Now pick \(P=A^{1/2}U\) and \(Q=B^{1/2}\), where U is an arbitrary unitary. Then \(S,D=A^{1/2}U\pm B^{1/2}\), and we find that

$$\begin{aligned} \left\| A-B\right\| _{1}\le \left\| A^{1/2}U+B^{1/2}\right\| _{2} \left\| A^{1/2}U-B^{1/2}\right\| _{2}. \end{aligned}$$
(B9)

Squaring this gives

$$\begin{aligned}&\left\| A-B\right\| _{1}^{2}\nonumber \\&\quad \le \left\| A^{1/2}U+B^{1/2}\right\| _{2}^{2} \left\| A^{1/2}U-B^{1/2}\right\| _{2}^{2} \end{aligned}$$
(B10)
$$\begin{aligned}&\quad =\mathrm{Tr}\Big [\left( A^{1/2}U+B^{1/2}\right) ^{\dag }\left( A^{1/2}U+B^{1/2}\right) \Big ] \cdot \mathrm{Tr}\Big [\left( A^{1/2}U-B^{1/2}\right) ^{\dag }\left( A^{1/2}U-B^{1/2}\right) \Big ] \end{aligned}$$
(B11)
$$\begin{aligned}&\quad =\mathrm{Tr}\Big [A+B+B^{1/2}A^{1/2}U+U^{\dag }A^{1/2}B^{1/2} \Big ]\cdot \mathrm{Tr}\Big [A+B-B^{1/2}A^{1/2}U-U^{\dag }A^{1/2}B^{1/2}\Big ] \end{aligned}$$
(B12)
$$\begin{aligned}&\quad =\left( \mathrm{Tr}[A+B]+2\mathrm{Re}\Big \{\mathrm{Tr}\Big [B^{1/2}A^{1/2}\Big ]\Big \}\right) \Big (\mathrm{Tr}[A+B]-2\mathrm{Re}\Big \{\mathrm{Tr}\Big [B^{1/2}A^{1/2}U\big ]\Big \}\Big ) \end{aligned}$$
(B13)
$$\begin{aligned}&\quad =\left( \mathrm{Tr}[A+B]\right) ^{2}-4\left( \mathrm{Re}\Big \{\mathrm{Tr} \Big [B^{1/2}A^{1/2}U\Big ]\Big \}\right) ^{2}. \end{aligned}$$
(B14)

DATA BLOCK:
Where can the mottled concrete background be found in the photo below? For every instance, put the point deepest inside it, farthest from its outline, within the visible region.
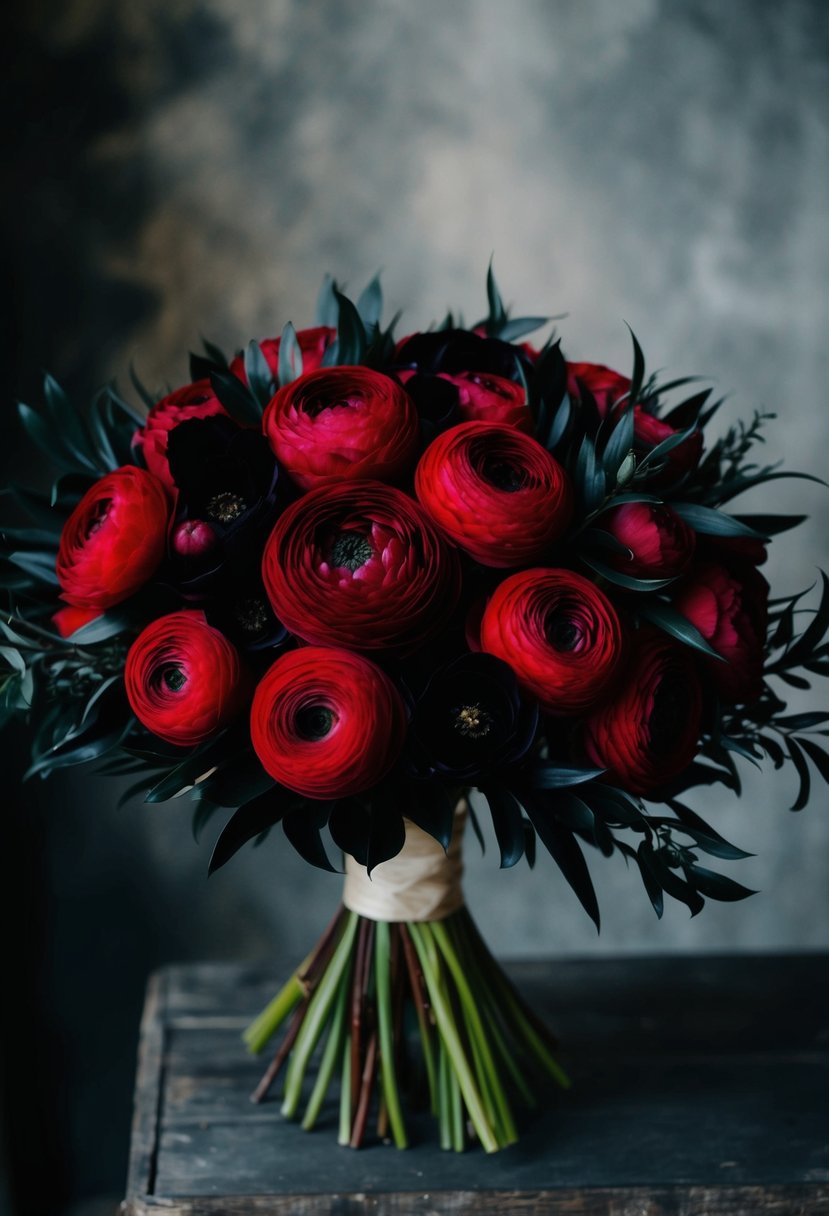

EXERCISE DETAILS:
In the derivation, what does U stand for in the choice of P and Q?

CORRECT RESPONSE:
U is an arbitrary unitary.